* DATA SHOWN
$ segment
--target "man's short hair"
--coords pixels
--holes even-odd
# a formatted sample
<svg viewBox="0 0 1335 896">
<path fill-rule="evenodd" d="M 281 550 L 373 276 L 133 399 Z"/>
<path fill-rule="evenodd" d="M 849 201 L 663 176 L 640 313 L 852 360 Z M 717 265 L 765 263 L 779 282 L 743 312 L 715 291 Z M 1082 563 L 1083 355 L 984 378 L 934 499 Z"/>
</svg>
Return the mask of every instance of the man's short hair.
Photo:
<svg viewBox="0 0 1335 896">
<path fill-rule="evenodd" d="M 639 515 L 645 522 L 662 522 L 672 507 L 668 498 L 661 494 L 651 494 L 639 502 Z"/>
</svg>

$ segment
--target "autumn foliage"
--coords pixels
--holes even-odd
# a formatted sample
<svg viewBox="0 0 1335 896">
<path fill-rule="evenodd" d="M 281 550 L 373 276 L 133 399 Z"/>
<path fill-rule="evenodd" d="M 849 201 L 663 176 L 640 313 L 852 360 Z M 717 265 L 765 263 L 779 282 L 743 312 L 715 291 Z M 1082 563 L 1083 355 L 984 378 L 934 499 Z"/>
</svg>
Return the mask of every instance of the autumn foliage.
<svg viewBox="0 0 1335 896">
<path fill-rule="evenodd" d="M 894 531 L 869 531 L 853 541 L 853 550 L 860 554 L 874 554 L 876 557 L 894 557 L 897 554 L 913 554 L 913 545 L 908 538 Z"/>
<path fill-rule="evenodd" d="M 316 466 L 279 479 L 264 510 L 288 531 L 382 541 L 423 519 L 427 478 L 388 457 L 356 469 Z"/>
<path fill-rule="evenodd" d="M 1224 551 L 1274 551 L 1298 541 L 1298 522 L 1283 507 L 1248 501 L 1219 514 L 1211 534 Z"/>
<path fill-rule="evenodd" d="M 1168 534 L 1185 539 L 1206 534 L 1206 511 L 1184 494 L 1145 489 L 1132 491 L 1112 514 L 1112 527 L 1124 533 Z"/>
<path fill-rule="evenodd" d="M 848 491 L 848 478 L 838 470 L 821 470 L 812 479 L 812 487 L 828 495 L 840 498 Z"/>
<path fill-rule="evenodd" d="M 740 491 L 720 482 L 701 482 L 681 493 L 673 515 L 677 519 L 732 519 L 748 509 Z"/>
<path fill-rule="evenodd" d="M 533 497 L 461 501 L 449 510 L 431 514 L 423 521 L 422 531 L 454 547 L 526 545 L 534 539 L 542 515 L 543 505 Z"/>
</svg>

* SET EXERCISE
Can you reproduce all of the material above, every line unchanged and in the same order?

* COMPLETED TASK
$ segment
--target "man's short hair"
--coords pixels
--holes even-odd
# a formatted sample
<svg viewBox="0 0 1335 896">
<path fill-rule="evenodd" d="M 281 550 L 373 276 L 133 399 Z"/>
<path fill-rule="evenodd" d="M 849 201 L 663 176 L 640 313 L 852 360 Z M 717 265 L 765 263 L 779 282 L 743 312 L 715 291 Z M 1082 563 L 1083 355 L 984 378 L 934 499 Z"/>
</svg>
Return the mask of every instance of the man's short hair.
Photo:
<svg viewBox="0 0 1335 896">
<path fill-rule="evenodd" d="M 639 515 L 645 522 L 662 522 L 672 507 L 668 498 L 661 494 L 651 494 L 639 502 Z"/>
</svg>

$ segment
--target "autumn foliage"
--coords pixels
--holes even-odd
# a formatted sample
<svg viewBox="0 0 1335 896">
<path fill-rule="evenodd" d="M 281 550 L 373 276 L 133 399 Z"/>
<path fill-rule="evenodd" d="M 849 201 L 663 176 L 640 313 L 852 360 Z M 717 265 L 765 263 L 779 282 L 743 312 L 715 291 Z M 1082 563 L 1083 355 L 984 378 L 934 499 Z"/>
</svg>
Return the mask of every instance of the autumn foliage.
<svg viewBox="0 0 1335 896">
<path fill-rule="evenodd" d="M 894 531 L 869 531 L 853 541 L 853 550 L 860 554 L 874 554 L 876 557 L 894 557 L 897 554 L 913 554 L 913 545 L 908 538 Z"/>
<path fill-rule="evenodd" d="M 316 466 L 279 479 L 264 510 L 288 531 L 382 541 L 423 519 L 427 478 L 388 457 L 356 469 Z"/>
<path fill-rule="evenodd" d="M 1224 551 L 1274 551 L 1298 541 L 1298 522 L 1283 507 L 1248 501 L 1219 514 L 1211 534 Z"/>
<path fill-rule="evenodd" d="M 1168 534 L 1185 539 L 1206 534 L 1206 511 L 1184 494 L 1145 489 L 1132 491 L 1112 514 L 1112 527 L 1124 533 Z"/>
<path fill-rule="evenodd" d="M 848 491 L 848 478 L 838 470 L 821 470 L 812 479 L 812 487 L 828 495 L 840 498 Z"/>
<path fill-rule="evenodd" d="M 740 491 L 720 482 L 701 482 L 681 493 L 673 515 L 677 519 L 732 519 L 748 509 Z"/>
<path fill-rule="evenodd" d="M 533 497 L 461 501 L 449 510 L 431 514 L 423 521 L 422 531 L 454 547 L 526 545 L 534 539 L 542 515 L 543 505 Z"/>
</svg>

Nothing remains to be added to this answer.